[BEGIN Given information]
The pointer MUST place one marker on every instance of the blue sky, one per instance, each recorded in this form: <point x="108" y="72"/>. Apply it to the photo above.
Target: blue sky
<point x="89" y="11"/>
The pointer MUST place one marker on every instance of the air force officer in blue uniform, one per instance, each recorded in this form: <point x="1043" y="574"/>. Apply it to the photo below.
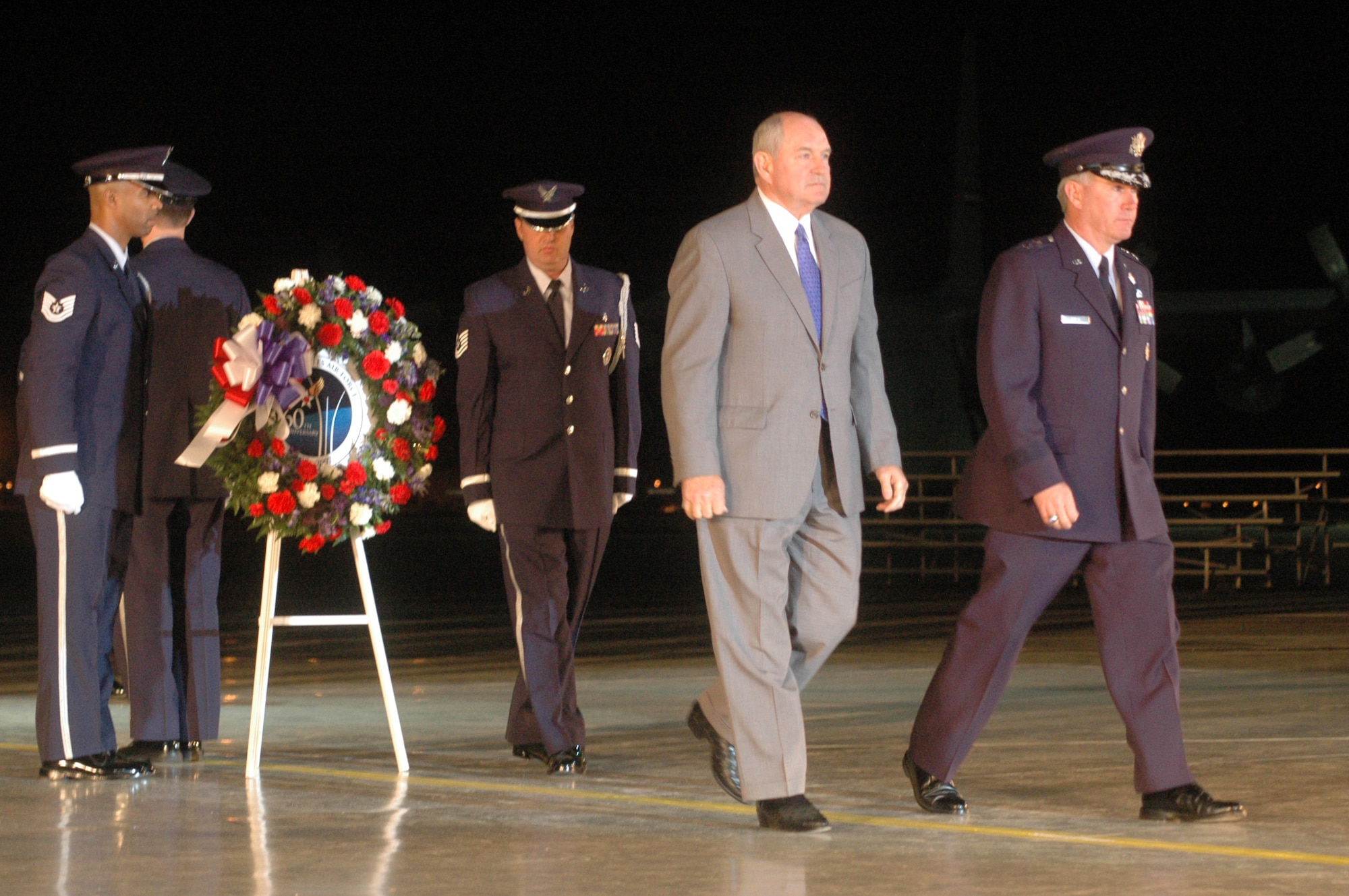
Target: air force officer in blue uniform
<point x="1062" y="477"/>
<point x="72" y="374"/>
<point x="548" y="423"/>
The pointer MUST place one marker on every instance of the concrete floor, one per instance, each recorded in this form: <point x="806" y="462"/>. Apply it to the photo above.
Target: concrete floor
<point x="1266" y="709"/>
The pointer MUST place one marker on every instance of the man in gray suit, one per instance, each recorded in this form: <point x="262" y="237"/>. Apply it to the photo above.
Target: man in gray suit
<point x="775" y="400"/>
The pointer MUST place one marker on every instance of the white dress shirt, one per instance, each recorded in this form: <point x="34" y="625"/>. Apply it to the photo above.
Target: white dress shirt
<point x="786" y="225"/>
<point x="543" y="280"/>
<point x="1095" y="260"/>
<point x="118" y="251"/>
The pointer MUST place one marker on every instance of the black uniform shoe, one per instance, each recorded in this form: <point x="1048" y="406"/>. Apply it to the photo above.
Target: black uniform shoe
<point x="95" y="767"/>
<point x="531" y="752"/>
<point x="933" y="794"/>
<point x="793" y="814"/>
<point x="726" y="768"/>
<point x="570" y="761"/>
<point x="1189" y="803"/>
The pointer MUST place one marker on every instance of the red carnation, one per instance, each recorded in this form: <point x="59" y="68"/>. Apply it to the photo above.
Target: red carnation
<point x="376" y="365"/>
<point x="330" y="335"/>
<point x="281" y="502"/>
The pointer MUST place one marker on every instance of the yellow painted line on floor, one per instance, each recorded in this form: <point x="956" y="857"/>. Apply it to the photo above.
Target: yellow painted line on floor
<point x="845" y="818"/>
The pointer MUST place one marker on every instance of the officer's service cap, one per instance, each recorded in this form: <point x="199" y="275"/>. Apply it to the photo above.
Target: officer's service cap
<point x="145" y="167"/>
<point x="546" y="206"/>
<point x="1116" y="156"/>
<point x="183" y="183"/>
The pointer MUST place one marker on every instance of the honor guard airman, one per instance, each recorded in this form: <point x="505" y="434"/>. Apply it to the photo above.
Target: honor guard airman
<point x="550" y="423"/>
<point x="172" y="620"/>
<point x="72" y="374"/>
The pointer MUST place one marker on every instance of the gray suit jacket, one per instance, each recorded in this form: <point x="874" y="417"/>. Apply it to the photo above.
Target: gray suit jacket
<point x="744" y="376"/>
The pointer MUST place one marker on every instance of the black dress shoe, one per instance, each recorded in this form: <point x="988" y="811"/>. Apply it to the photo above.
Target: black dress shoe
<point x="793" y="814"/>
<point x="531" y="752"/>
<point x="570" y="761"/>
<point x="95" y="767"/>
<point x="933" y="794"/>
<point x="1189" y="803"/>
<point x="726" y="768"/>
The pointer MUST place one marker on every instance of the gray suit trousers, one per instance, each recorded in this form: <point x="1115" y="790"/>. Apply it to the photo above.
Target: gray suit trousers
<point x="782" y="594"/>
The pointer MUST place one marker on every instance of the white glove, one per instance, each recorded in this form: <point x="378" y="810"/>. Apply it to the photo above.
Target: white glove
<point x="484" y="513"/>
<point x="63" y="491"/>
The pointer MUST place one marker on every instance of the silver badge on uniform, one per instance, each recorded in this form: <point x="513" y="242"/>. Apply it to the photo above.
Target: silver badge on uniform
<point x="57" y="309"/>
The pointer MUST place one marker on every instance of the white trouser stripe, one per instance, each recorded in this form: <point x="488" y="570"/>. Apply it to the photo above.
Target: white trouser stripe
<point x="63" y="699"/>
<point x="520" y="607"/>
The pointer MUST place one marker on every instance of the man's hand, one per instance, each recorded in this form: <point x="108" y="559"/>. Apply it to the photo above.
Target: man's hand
<point x="705" y="497"/>
<point x="895" y="487"/>
<point x="484" y="513"/>
<point x="63" y="491"/>
<point x="1058" y="509"/>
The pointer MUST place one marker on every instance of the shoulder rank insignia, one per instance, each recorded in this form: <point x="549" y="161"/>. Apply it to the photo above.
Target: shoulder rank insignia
<point x="57" y="309"/>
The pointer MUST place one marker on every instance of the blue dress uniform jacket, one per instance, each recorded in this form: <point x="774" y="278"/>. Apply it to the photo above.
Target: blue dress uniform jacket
<point x="1066" y="394"/>
<point x="74" y="370"/>
<point x="547" y="432"/>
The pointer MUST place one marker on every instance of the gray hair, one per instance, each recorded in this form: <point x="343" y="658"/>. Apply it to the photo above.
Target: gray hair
<point x="1081" y="177"/>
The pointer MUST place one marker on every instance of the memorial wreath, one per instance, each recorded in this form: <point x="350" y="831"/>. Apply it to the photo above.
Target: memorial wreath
<point x="320" y="420"/>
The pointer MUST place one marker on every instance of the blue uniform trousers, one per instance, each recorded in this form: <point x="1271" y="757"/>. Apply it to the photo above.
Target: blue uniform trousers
<point x="75" y="630"/>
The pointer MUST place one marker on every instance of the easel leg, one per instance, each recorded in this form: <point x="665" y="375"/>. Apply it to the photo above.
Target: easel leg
<point x="377" y="641"/>
<point x="262" y="667"/>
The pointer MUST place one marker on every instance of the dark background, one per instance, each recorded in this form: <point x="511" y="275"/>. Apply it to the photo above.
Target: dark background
<point x="378" y="144"/>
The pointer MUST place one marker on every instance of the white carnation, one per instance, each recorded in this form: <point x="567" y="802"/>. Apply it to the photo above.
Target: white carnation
<point x="308" y="497"/>
<point x="400" y="412"/>
<point x="358" y="324"/>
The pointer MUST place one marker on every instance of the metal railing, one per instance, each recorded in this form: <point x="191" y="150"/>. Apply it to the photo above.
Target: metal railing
<point x="1236" y="516"/>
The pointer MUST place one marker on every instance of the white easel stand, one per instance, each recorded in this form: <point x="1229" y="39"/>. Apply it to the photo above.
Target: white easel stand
[END Given information]
_Task statement_:
Keep the pictures out of the copy and return the rest of the data above exactly.

_Written reply_:
The pointer MUST place one marker on every instance of the blue sky, one per instance, each recorded in this form: <point x="108" y="72"/>. Apply it to the photo above.
Target: blue sky
<point x="89" y="11"/>
The pointer MUST place one marker on every instance of the air force officer in blue uniform, one per instance, each recorded in this form: <point x="1043" y="574"/>. Apply it to the photo below.
Target: air force officer in blue uniform
<point x="1062" y="477"/>
<point x="72" y="374"/>
<point x="548" y="423"/>
The pointer MUST place one marker on every instance of the concrete floor, one per instance, each recorded in this form: <point x="806" y="462"/>. Apply it to the photo above.
Target: concrete floor
<point x="1266" y="709"/>
The pointer MUST place one marker on every instance of the man in gray suit, one per instance, each recorded in this form: <point x="262" y="237"/>. Apply it to the photo above.
Target: man in gray suit
<point x="775" y="400"/>
The pointer MUST place one marker on every instance of the white dress shirt, one per instance, each recorded in this form: <point x="34" y="625"/>. Apply it to the photo above.
Target: white dress shirt
<point x="786" y="225"/>
<point x="543" y="280"/>
<point x="1095" y="260"/>
<point x="118" y="251"/>
The pointer MUST place one marker on every instance of the black uniform shoe, one per instance, each recorded in this form: <point x="1048" y="406"/>. Apply it to the photo above.
Target: black uniform shoe
<point x="95" y="767"/>
<point x="531" y="752"/>
<point x="933" y="794"/>
<point x="793" y="814"/>
<point x="726" y="768"/>
<point x="570" y="761"/>
<point x="1189" y="803"/>
The pointer MUST place one marker on every instance of the red carnation, one per instance, each recorded in this form: <point x="59" y="68"/>. Apply it to the photo above.
Target: red carnation
<point x="376" y="365"/>
<point x="330" y="335"/>
<point x="281" y="502"/>
The pointer MUST place one marker on every instance of the yellow painted line on floor, one per instance, each recorded in this form: <point x="956" y="857"/>. Apply it to the photo above.
Target: yellow painted line on floor
<point x="845" y="818"/>
The pointer MUST place one marker on every instance of the officer's service cap, one per instance, each recorded in this form: <point x="199" y="275"/>. Apply it to the photo above.
Target: officer's service cap
<point x="145" y="167"/>
<point x="546" y="206"/>
<point x="1116" y="156"/>
<point x="183" y="183"/>
The pointer MUST place one marker on every instance of the honor guard airman, one per instance, each recorded in this form: <point x="505" y="434"/>. Apply it to the photo above.
Target: honor guard airman
<point x="550" y="423"/>
<point x="172" y="620"/>
<point x="72" y="374"/>
The pointer MUST place one marker on every instance of the gray suit jacket, one per instance, each recorded in this form: <point x="874" y="417"/>. Apply it to the photo above.
Target: gray suit jacket
<point x="744" y="376"/>
The pointer MUST place one marker on every instance of the black dress shoe, one per instance, each recorded in this form: <point x="988" y="811"/>. Apply it to the photo above.
Target: black dress shoe
<point x="793" y="814"/>
<point x="531" y="752"/>
<point x="570" y="761"/>
<point x="95" y="767"/>
<point x="933" y="794"/>
<point x="1189" y="803"/>
<point x="726" y="768"/>
The pointer MUST place one marker on every instance of the gray suit trousers, one per instance, each recorded in this form: <point x="1115" y="790"/>. Apply it to the photo above.
Target: gray suit trousers
<point x="782" y="594"/>
The pointer MUST place one marker on every instance of the white glove, one per instance, each recorded in this form: <point x="378" y="810"/>. Apply it to the photo above.
Target: white glove
<point x="484" y="513"/>
<point x="63" y="491"/>
The pointer MUST place one marker on every instance of the silver badge on uniform, one per instance, each recorded in this form: <point x="513" y="242"/>. Apply it to the photo above.
Target: silver badge on uniform
<point x="57" y="309"/>
The pointer MUST place one marker on every instance of the white trouser stripe, one per instance, each recorded in this form: <point x="488" y="570"/>. Apply it to the photo above.
Target: white trouser stripe
<point x="63" y="699"/>
<point x="520" y="607"/>
The pointer MUST place one marker on every instance of the man's hand, one per instance, each recorded in this form: <point x="108" y="559"/>. Apply it to the photo above.
Target: man's hand
<point x="705" y="497"/>
<point x="895" y="487"/>
<point x="484" y="513"/>
<point x="63" y="491"/>
<point x="1058" y="509"/>
The pointer MUST place one marker on every instance of the shoulder rank insignia, one per instance, each recorded in this form: <point x="549" y="161"/>. Apply it to the photo above.
Target: shoulder rank insignia
<point x="57" y="309"/>
The pointer MUST place one marker on every instance of the blue dress uniform jacket, one per instance, each recorded in this form: <point x="774" y="278"/>. Apply it to the photo above.
Target: blue dress uniform jacket
<point x="1066" y="394"/>
<point x="74" y="370"/>
<point x="547" y="432"/>
The pointer MUST place one marker on every instance of the gray hair, one per instance, each recorded in this form: <point x="343" y="658"/>. Apply it to the photo above.
Target: gray hair
<point x="1081" y="177"/>
The pointer MUST place one marker on every instance of the memorial wreath, one per instance, each recorded in this form: <point x="350" y="831"/>. Apply it to the photo above.
Target: memorial wreath
<point x="320" y="420"/>
The pointer MUST place one marker on every instance of the blue uniform trousers, one per instance, each recorded in this form: <point x="1271" y="757"/>. Apply it to the photo above.
Target: blue uniform trousers
<point x="75" y="630"/>
The pointer MUST place one marker on every instance of the easel leg, one per instance, each recorded in this form: <point x="665" y="375"/>. Apply it to the photo above.
Target: easel leg
<point x="377" y="641"/>
<point x="262" y="667"/>
The pointer MUST place one marker on every instance of the dark background, one per instance, each recorded in this form: <point x="511" y="275"/>. Apply it to the photo above.
Target: dark background
<point x="378" y="144"/>
The pointer MUST place one marker on every instance of the white carnation, one per instance, each recorded in this form: <point x="567" y="802"/>. Apply it to the photo above.
Target: white carnation
<point x="308" y="497"/>
<point x="400" y="412"/>
<point x="358" y="324"/>
The pointer MUST place one marker on every instance of the metal railing, one per instance, each recorded in this form: <point x="191" y="150"/>. Apply it to the photo above.
Target: metal railing
<point x="1236" y="516"/>
The pointer MUST place one marker on every instance of the white easel stand, one per instance, each recorded in this form: <point x="1229" y="39"/>. Apply it to the photo above.
Target: white easel stand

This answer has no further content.